■ Work required: Update the data below by replacing "spider web" with "cobweb" everywhere and leaving everything else unchanged. Omit the pictures from your answer.

■ Data lines:
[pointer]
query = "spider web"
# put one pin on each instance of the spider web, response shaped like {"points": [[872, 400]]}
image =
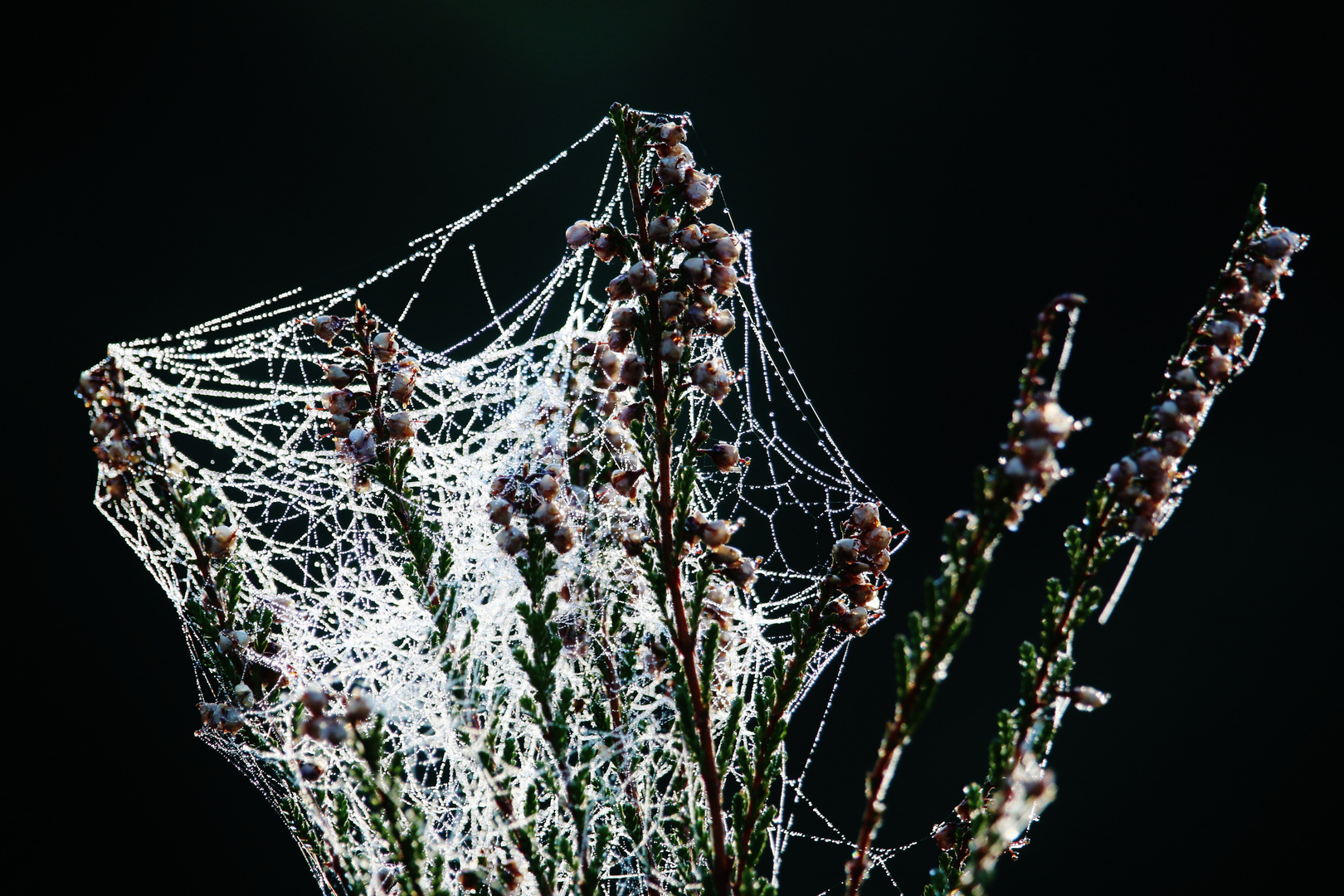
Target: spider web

■ Correct answer:
[pointer]
query = "cobweb"
# put one pin on each instance of the cobweb, response shaped like {"points": [[872, 400]]}
image =
Target: cobweb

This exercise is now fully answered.